TEXT:
Content starts

If it is true—if Agile coaches and Scrum Masters lean slightly extroverted—then we have a slightly extrovert-leaning population advising a somewhat introvert-leaning population on how to work. What could go wrong?
Ignoring whether an Agile coach or Scrum Master is an introvert or extrovert or something in between, and following default Agile practices that favor extroversion can be detrimental if those practices are not what are actually preferred by the team members.
Does this matter? Is there actually a problem? What impact might this have?
Let's look at common complaints that we have heard from programmers who work on Agile teams.
“I can't focus! There are too many distractions and disruptions.”
“Too many meetings!”
“I don't actually
want
to know what everyone else is working on!”
“I don't actually
want
to self-organize! I want someone to
get us organized
so that I can code! I just want them to let me
code the way that I want to
.”

Content ends

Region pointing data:
Content starts

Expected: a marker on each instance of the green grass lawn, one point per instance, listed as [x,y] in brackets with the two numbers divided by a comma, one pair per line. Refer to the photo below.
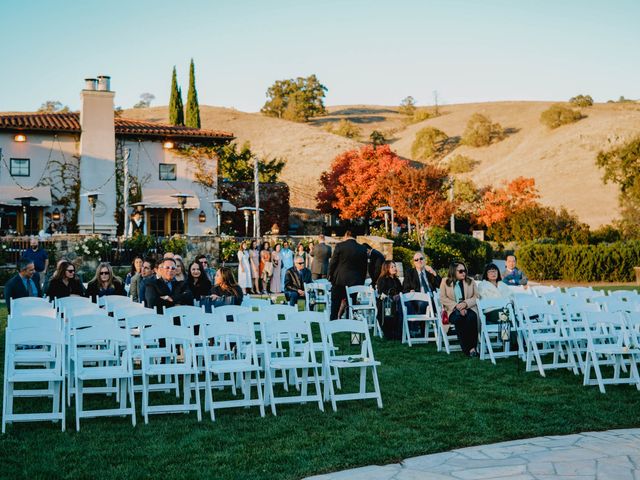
[433,402]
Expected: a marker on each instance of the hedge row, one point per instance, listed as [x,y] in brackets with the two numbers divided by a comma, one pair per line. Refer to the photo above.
[612,262]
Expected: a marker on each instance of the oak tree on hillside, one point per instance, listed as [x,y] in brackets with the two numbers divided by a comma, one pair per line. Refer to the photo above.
[297,99]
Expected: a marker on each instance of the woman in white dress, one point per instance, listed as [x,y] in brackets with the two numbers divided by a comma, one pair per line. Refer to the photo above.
[276,286]
[244,268]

Content ends

EXERCISE TASKS:
a - According to the Agile coaching text, which personality trait do default Agile practices favor?
b - From the Agile coaching text, reproduce the passage starting with "Ignoring whether an" and going on through "might this have?".
c - Carry on the text about introverts and extroverts on Agile teams from its last line.

ANSWERS TO THE PROBLEMS:
a - They favor extroversion.

b -
Ignoring whether an Agile coach or Scrum Master is an introvert or extrovert or something in between, and following default Agile practices that favor extroversion can be detrimental if those practices are not what are actually preferred by the team members.
Does this matter? Is there actually a problem? What impact might this have?

c -
“I don't actually
want
to reach out to others for ad hoc discussions! I only do that as a last resort if I am really stuck.”
“Not enough attention is paid to technical issues!”
If these complaints are valid, it is a pretty bad state of affairs, because the true needs of programming teams are not being addressed by the Agile community; in fact, it is worse than that: programmers are being literally coerced, by organizations that adopt Scrum as a mandatory methodology,22 into working in a way that is not suited to their personalities.
What has continued to amaze us is that if one asks an Agile coach, “Is Agile working?” the answer will usually be an emphatic yes followed by gushing about how productive teams are and how Agile has revolutionized software development. Yet if one asks the typical programmer—the very people who Agile was created for—they will have a different range of responses. In fact, it seems to us that most programmers have not had a very positive experience with Agile.
Studies at the University of Florida and the University of Notre Dame indicate that introverted team members tend to view their extroverted co-workers more negatively, whereas the extroverted co-workers do not seem to have that negative bias.23 In other words, the introverts silently judged the extroverts negatively.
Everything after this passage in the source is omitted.